WHAT THE TASK ASKS: Find all lines in the records that include the word "shirt", and copy them out.

RECORDS PROVIDED:

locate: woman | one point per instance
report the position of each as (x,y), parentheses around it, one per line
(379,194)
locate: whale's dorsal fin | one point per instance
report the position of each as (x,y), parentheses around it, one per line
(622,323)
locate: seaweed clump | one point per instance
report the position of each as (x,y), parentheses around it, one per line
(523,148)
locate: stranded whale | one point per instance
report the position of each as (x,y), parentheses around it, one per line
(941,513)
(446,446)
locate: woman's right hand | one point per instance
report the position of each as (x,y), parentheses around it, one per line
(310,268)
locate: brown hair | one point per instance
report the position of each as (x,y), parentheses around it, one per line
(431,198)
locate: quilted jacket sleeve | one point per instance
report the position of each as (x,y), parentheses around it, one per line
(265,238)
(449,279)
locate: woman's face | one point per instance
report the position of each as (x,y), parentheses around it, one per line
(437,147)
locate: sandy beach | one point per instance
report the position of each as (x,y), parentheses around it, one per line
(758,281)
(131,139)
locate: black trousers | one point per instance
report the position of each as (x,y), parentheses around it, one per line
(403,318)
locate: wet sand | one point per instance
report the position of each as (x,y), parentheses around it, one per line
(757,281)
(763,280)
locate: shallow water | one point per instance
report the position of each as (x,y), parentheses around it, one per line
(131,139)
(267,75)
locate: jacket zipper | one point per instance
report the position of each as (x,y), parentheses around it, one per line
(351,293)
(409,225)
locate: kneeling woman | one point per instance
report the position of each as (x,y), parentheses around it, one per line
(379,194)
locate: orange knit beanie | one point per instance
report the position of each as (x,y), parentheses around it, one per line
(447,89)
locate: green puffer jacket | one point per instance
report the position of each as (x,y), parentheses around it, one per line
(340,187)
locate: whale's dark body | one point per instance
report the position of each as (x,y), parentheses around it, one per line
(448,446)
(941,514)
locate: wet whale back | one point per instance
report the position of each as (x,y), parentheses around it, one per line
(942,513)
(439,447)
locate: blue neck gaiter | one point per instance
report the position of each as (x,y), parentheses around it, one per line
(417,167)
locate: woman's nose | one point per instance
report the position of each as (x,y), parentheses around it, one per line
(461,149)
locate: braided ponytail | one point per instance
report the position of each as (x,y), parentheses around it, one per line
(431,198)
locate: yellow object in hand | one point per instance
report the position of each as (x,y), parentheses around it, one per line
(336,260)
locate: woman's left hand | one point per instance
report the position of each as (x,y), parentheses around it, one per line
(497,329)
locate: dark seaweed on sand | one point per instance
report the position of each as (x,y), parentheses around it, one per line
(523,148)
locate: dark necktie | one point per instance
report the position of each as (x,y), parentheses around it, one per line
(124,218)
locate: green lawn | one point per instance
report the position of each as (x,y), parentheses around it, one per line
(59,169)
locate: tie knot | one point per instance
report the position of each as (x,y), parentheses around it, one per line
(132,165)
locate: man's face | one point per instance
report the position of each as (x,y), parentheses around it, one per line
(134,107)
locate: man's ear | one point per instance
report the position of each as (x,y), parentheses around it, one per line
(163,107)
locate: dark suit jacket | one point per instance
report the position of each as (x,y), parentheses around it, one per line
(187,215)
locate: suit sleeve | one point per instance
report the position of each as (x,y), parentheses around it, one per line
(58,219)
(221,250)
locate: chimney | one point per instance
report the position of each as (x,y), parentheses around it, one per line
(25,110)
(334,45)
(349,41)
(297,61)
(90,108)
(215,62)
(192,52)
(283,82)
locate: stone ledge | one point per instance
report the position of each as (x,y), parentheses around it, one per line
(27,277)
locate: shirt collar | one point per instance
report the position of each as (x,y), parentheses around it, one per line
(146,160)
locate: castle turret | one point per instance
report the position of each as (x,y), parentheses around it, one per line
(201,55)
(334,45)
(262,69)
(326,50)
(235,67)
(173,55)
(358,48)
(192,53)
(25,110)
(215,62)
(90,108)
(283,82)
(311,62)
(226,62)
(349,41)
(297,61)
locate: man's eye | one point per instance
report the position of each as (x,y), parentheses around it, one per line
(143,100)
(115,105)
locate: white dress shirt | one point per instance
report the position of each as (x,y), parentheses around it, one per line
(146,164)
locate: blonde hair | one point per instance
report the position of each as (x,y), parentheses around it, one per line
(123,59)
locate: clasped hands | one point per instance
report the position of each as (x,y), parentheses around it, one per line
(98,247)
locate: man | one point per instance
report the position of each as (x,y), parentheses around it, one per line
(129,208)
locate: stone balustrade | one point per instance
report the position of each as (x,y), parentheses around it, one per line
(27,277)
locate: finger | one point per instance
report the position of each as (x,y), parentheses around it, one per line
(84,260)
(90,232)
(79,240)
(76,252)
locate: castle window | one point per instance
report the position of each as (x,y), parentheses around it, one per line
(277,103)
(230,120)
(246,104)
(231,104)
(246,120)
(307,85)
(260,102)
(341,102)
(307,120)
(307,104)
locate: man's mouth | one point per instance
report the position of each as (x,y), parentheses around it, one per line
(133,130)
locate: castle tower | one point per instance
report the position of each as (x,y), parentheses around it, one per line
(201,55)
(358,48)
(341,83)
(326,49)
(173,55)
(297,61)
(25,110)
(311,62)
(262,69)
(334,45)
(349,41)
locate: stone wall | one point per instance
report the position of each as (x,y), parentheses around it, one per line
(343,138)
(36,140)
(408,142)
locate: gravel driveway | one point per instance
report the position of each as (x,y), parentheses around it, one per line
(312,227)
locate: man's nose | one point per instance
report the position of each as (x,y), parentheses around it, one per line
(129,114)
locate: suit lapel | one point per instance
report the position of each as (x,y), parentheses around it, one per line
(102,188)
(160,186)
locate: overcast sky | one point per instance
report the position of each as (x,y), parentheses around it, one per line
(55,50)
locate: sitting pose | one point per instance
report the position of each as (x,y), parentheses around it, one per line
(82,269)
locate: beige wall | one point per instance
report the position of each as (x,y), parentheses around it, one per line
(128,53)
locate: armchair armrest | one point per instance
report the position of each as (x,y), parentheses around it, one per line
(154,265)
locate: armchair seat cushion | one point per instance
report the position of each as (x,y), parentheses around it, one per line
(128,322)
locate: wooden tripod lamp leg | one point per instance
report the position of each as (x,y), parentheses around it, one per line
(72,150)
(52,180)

YOUR RESPONSE:
locate: shirt collar | one point per instance
locate: white dress shirt | one point per instance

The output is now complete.